* **Work to be completed**: Write out the part of the article on water damage and mold from "Water Damage and" to "those of Alzheimer’s." word for word.

* **Extract provided**:

..........

Water Damage and Mould: Your Rights As A Property Owner
Ron Allison and Melinda Ballard were living their dream. Recently married with successful careers and a three-year old son, they were living in a beautiful home on 62 acres of land in Austin, Texas. But then, in 1999, their son Reese began having respiratory problems. His condition continued to get worse, but doctors came up empty.
Then Ron began to experience strange symptoms. After shopping for groceries, he would forget where he had parked his car and couldn’t even remember which car was his. At work he couldn’t focus, and workers would notice him staring at a blank screen. Doctors compared the symptoms to those of Alzheimer’s.
Melinda soon fell ill too, but no one could figure out what was causing the family’s symptoms.
The answer would come thanks to a chance meeting. In 1999, Melinda was on a flight and happened to be sitting next to Bill Holder, owner of Assured Indoor Air Quality. They began to chat, and Bill asked Melinda a question that would change her life forever: “Do you have a water leak in your house?”
The answer was yes. A month earlier, there was a leak which had caused damage to the hardwood floors. The leak was repaired and the couple thought nothing of it. The couple wanted to repair the water damage right away and asked their insurance company in writing for permission to do so. The insurance company responded saying that if repairs were made during the investigation, they would forfeit their coverage. So they had been forced to do nothing.
Most types of household mould are harmless and will generally only affect someone with allergies to mould. But some mould is far more dangerous.
When the test results came back, the mystery was over. Melinda and Ron’s home was contaminated with a toxic and potentially deadly strain of mould called stachybotrys.
Stachybotrys spores can be found on most building materials and don’t generally pose a problem. But if those materials get wet, such as from a leak, and if they are in a dark, moist environment, the spores multiply rapidly and produce a poison called mycotoxins.

..........

[Saved data entries]
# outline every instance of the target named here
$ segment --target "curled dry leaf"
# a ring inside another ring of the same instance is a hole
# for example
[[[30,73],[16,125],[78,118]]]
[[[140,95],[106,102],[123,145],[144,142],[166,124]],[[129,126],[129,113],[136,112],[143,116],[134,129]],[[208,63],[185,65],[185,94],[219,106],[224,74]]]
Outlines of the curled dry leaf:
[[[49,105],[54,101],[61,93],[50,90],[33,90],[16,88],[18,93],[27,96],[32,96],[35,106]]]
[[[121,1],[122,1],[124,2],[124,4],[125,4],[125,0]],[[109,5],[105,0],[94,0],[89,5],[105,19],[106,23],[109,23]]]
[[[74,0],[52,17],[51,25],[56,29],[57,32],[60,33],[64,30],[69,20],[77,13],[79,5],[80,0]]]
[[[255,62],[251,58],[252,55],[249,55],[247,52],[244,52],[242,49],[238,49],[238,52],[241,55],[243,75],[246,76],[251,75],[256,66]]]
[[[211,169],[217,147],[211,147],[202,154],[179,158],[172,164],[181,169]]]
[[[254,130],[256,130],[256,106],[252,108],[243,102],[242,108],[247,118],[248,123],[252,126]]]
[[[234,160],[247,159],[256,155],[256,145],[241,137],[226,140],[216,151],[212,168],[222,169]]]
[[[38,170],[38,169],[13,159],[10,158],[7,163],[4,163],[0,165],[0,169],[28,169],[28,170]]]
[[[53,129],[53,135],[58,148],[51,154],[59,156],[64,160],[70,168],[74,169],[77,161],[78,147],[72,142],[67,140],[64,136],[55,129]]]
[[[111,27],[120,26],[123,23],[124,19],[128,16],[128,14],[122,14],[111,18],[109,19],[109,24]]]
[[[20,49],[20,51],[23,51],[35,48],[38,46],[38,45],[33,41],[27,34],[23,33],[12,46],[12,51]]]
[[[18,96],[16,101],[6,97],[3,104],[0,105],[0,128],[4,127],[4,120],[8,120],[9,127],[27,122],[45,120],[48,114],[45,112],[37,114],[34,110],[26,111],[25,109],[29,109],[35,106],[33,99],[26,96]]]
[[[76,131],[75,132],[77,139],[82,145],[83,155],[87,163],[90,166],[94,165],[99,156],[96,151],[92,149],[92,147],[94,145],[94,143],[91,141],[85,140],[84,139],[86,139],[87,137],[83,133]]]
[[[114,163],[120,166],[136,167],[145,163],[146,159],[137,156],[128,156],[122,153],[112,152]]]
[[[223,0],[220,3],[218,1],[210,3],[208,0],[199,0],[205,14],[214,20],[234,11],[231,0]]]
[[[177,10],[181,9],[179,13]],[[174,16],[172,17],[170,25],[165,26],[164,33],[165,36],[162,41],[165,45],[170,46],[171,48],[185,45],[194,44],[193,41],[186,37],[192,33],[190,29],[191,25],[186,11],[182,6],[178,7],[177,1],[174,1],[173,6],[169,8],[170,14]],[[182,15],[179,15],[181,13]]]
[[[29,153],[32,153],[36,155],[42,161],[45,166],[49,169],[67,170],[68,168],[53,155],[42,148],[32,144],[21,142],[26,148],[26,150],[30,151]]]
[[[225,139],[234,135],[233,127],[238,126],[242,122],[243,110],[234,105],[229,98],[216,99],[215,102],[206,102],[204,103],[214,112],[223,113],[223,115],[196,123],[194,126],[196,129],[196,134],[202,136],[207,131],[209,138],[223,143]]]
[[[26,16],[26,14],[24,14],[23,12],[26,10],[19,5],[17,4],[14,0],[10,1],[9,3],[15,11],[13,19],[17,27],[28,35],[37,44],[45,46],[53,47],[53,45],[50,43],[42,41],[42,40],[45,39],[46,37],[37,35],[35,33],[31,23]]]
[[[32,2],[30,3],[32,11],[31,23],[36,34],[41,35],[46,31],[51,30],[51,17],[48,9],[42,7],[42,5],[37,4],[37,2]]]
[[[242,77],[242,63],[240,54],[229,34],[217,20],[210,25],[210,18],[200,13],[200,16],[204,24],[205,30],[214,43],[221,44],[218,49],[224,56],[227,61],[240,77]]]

..........

* **Written reply**:
Water Damage and Mould: Your Rights As A Property Owner
Ron Allison and Melinda Ballard were living their dream. Recently married with successful careers and a three-year old son, they were living in a beautiful home on 62 acres of land in Austin, Texas. But then, in 1999, their son Reese began having respiratory problems. His condition continued to get worse, but doctors came up empty.
Then Ron began to experience strange symptoms. After shopping for groceries, he would forget where he had parked his car and couldn’t even remember which car was his. At work he couldn’t focus, and workers would notice him staring at a blank screen. Doctors compared the symptoms to those of Alzheimer’s.